**DO THIS:**
Could you reproduce the data starting with the line containing "point: one pixel per instance, each like <point>217,583</point>." and going on through the line containing "<point>669,211</point>", requests included, with every coordinate in the answers rescaled by 1.8 and rounded to a whole number, halves rounded up? Leave the sample coordinates in the requests unchanged, and give only those lines.

(Image object location entries)
>>>>
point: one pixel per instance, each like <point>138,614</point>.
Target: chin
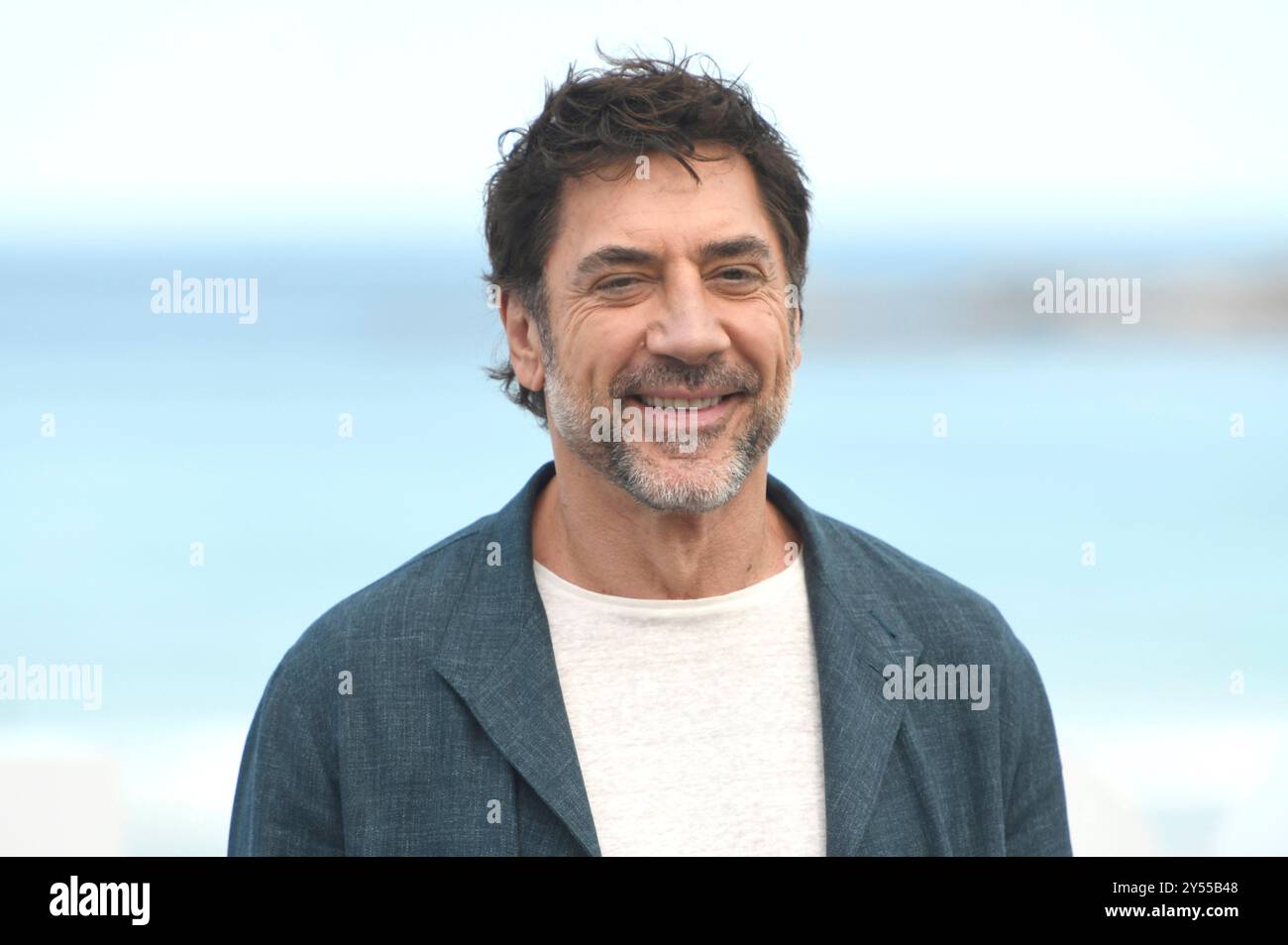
<point>679,483</point>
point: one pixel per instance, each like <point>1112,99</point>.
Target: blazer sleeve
<point>287,801</point>
<point>1037,820</point>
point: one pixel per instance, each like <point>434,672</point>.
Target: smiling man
<point>655,647</point>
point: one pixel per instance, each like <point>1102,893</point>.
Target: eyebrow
<point>608,257</point>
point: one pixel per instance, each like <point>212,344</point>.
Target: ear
<point>524,342</point>
<point>799,316</point>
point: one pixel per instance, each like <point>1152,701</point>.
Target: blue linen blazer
<point>454,738</point>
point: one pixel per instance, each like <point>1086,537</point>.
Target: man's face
<point>658,291</point>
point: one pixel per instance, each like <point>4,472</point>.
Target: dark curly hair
<point>597,117</point>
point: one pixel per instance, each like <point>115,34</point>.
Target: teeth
<point>682,403</point>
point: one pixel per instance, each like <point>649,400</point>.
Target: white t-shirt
<point>697,722</point>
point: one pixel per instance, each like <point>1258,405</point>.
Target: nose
<point>688,329</point>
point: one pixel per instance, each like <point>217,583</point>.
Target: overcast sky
<point>149,114</point>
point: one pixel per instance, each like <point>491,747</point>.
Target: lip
<point>704,417</point>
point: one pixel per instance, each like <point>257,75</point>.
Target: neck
<point>592,533</point>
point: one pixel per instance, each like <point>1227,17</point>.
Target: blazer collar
<point>496,654</point>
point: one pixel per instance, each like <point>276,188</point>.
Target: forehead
<point>669,211</point>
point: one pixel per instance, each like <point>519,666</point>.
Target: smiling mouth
<point>682,403</point>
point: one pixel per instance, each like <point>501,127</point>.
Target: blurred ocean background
<point>952,166</point>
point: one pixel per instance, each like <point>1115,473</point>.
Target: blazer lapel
<point>498,658</point>
<point>857,634</point>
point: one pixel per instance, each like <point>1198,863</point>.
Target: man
<point>656,647</point>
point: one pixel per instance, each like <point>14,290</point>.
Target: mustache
<point>692,376</point>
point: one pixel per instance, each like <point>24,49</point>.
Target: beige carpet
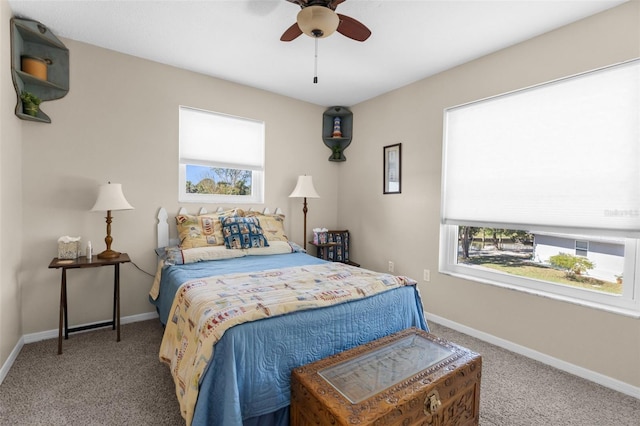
<point>98,381</point>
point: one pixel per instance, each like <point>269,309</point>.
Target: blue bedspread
<point>248,380</point>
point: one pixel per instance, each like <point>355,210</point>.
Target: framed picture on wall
<<<<
**OUTPUT OF THE EXERCISE:**
point: one pixel per instance, each like <point>217,583</point>.
Target: overcast sky
<point>268,205</point>
point: one pixel per instance, each like <point>491,747</point>.
Target: lip
<point>1267,751</point>
point: one pixel per instance, each like <point>257,75</point>.
Target: neck
<point>1066,959</point>
point: one pixel per instance, each like <point>1227,17</point>.
Target: blazer collar
<point>893,1177</point>
point: one pixel per instance, each like <point>276,188</point>.
Target: forehead
<point>1204,380</point>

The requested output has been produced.